Study text ::
CRAN status

dsb: an R package for normalizing and denoising CITE-seq protein data

dsb is available on CRAN latest dsb release on CRAN. Install dsb in R with: install.packages('dsb').

A workflow tutorial is provided below. See the vignette tab on the CRAN dsb site for full tutorial: Using dsb to normalize single cell protein data: analysis workflow and integration with Seurat, Bioconductor and Scanpy

See the preprint for details on the method and please cite the paper if you use dsb in your research or found the underlying noise modeling results in our paper helpful.

Entries provided ::
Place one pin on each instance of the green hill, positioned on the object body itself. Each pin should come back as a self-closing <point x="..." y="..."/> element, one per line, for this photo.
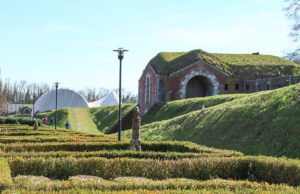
<point x="265" y="123"/>
<point x="66" y="161"/>
<point x="94" y="120"/>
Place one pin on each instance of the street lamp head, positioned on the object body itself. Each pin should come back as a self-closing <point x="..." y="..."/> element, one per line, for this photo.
<point x="120" y="52"/>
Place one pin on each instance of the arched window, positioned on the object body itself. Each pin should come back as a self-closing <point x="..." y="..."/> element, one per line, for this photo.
<point x="226" y="87"/>
<point x="147" y="89"/>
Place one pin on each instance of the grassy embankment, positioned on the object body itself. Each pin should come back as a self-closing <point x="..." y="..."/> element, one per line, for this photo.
<point x="94" y="120"/>
<point x="67" y="161"/>
<point x="260" y="123"/>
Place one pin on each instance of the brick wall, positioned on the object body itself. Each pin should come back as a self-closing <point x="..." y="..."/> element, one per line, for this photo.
<point x="148" y="72"/>
<point x="222" y="83"/>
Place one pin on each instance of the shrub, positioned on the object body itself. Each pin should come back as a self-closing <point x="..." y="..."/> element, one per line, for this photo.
<point x="95" y="146"/>
<point x="39" y="183"/>
<point x="5" y="178"/>
<point x="18" y="120"/>
<point x="117" y="154"/>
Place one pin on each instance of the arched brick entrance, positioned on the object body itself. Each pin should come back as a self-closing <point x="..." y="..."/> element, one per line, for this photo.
<point x="199" y="86"/>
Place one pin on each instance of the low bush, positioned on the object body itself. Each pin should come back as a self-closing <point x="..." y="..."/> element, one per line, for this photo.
<point x="19" y="120"/>
<point x="118" y="154"/>
<point x="39" y="183"/>
<point x="5" y="177"/>
<point x="272" y="170"/>
<point x="95" y="146"/>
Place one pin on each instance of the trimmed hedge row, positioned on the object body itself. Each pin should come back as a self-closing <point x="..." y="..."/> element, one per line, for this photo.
<point x="96" y="146"/>
<point x="272" y="170"/>
<point x="5" y="177"/>
<point x="44" y="139"/>
<point x="38" y="183"/>
<point x="117" y="154"/>
<point x="19" y="120"/>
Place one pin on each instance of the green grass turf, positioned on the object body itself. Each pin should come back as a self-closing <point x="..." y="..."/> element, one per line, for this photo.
<point x="265" y="123"/>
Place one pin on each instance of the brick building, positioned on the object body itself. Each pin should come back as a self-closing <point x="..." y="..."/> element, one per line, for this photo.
<point x="179" y="75"/>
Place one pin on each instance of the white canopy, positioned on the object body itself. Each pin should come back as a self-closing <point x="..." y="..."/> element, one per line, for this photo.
<point x="65" y="98"/>
<point x="110" y="99"/>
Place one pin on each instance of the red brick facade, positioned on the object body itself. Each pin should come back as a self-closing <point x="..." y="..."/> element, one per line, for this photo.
<point x="148" y="72"/>
<point x="173" y="86"/>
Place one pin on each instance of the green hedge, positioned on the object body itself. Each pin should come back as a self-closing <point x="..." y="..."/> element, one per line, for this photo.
<point x="117" y="154"/>
<point x="95" y="146"/>
<point x="128" y="183"/>
<point x="18" y="120"/>
<point x="272" y="170"/>
<point x="142" y="191"/>
<point x="5" y="177"/>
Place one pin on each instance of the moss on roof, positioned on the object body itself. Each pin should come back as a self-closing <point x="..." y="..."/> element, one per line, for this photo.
<point x="239" y="66"/>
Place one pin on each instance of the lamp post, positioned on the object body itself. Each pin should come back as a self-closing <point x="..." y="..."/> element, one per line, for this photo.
<point x="56" y="86"/>
<point x="33" y="106"/>
<point x="120" y="57"/>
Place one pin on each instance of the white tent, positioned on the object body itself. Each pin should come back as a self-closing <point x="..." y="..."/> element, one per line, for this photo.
<point x="110" y="99"/>
<point x="65" y="98"/>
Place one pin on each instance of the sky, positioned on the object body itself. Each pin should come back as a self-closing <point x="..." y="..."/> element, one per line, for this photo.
<point x="72" y="41"/>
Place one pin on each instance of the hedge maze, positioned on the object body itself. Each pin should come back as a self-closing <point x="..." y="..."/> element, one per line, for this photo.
<point x="61" y="161"/>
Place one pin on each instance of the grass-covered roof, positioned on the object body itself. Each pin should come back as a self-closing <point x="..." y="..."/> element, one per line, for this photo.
<point x="240" y="66"/>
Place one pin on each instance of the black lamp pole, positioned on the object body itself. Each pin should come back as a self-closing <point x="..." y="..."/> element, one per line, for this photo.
<point x="33" y="106"/>
<point x="56" y="86"/>
<point x="120" y="57"/>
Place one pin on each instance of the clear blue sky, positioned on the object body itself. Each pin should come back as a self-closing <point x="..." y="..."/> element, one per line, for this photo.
<point x="71" y="41"/>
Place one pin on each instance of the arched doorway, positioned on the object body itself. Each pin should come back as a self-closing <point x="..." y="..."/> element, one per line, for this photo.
<point x="199" y="86"/>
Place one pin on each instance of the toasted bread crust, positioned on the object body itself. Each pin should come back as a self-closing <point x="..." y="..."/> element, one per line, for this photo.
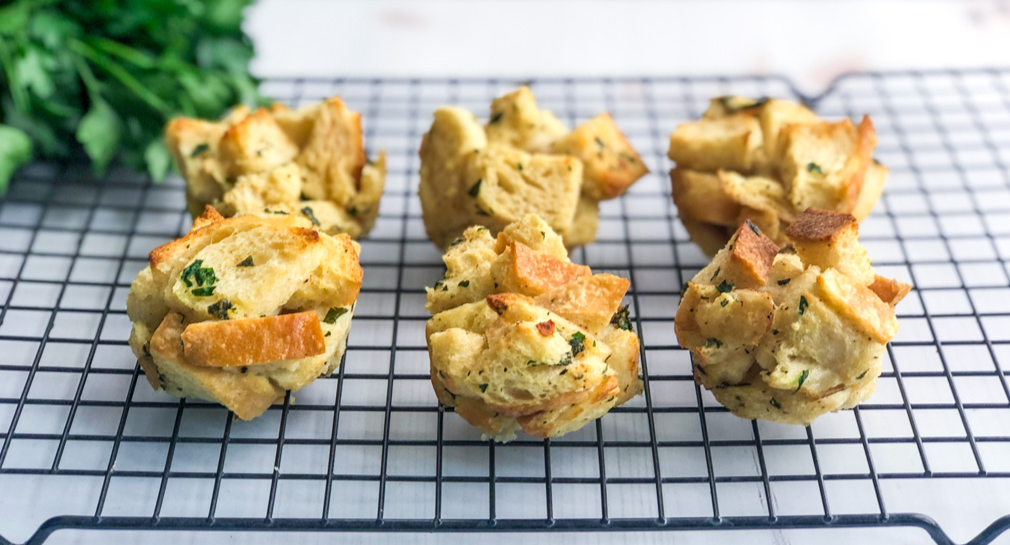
<point x="240" y="310"/>
<point x="545" y="347"/>
<point x="539" y="271"/>
<point x="254" y="340"/>
<point x="281" y="159"/>
<point x="820" y="225"/>
<point x="522" y="161"/>
<point x="775" y="159"/>
<point x="792" y="335"/>
<point x="753" y="252"/>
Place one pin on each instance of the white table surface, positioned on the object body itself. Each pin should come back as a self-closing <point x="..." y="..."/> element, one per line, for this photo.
<point x="810" y="41"/>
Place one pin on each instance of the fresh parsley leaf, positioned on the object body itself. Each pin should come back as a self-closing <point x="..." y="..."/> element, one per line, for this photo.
<point x="475" y="189"/>
<point x="99" y="133"/>
<point x="190" y="270"/>
<point x="803" y="377"/>
<point x="220" y="309"/>
<point x="334" y="313"/>
<point x="622" y="319"/>
<point x="577" y="343"/>
<point x="15" y="151"/>
<point x="308" y="214"/>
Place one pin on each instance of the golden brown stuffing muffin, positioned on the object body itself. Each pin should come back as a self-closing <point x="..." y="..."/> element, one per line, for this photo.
<point x="241" y="310"/>
<point x="767" y="160"/>
<point x="310" y="161"/>
<point x="522" y="338"/>
<point x="522" y="161"/>
<point x="790" y="335"/>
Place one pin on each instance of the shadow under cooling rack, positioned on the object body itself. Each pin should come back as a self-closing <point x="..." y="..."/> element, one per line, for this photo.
<point x="87" y="444"/>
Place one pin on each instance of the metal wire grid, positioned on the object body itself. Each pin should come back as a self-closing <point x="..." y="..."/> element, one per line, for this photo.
<point x="370" y="449"/>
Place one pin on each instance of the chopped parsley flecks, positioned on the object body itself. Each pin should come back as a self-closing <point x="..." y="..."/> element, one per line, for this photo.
<point x="577" y="342"/>
<point x="220" y="309"/>
<point x="199" y="149"/>
<point x="475" y="189"/>
<point x="622" y="319"/>
<point x="333" y="314"/>
<point x="204" y="278"/>
<point x="308" y="214"/>
<point x="803" y="378"/>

Work to complete :: Reproduce word for word the passage of the dsb package text above, starting at "dsb is available" and ending at "our paper helpful.".

Solution to this task ::
dsb is available on CRAN latest dsb release on CRAN. Install dsb in R with: install.packages('dsb').

A workflow tutorial is provided below. See the vignette tab on the CRAN dsb site for full tutorial: Using dsb to normalize single cell protein data: analysis workflow and integration with Seurat, Bioconductor and Scanpy

See the preprint for details on the method and please cite the paper if you use dsb in your research or found the underlying noise modeling results in our paper helpful.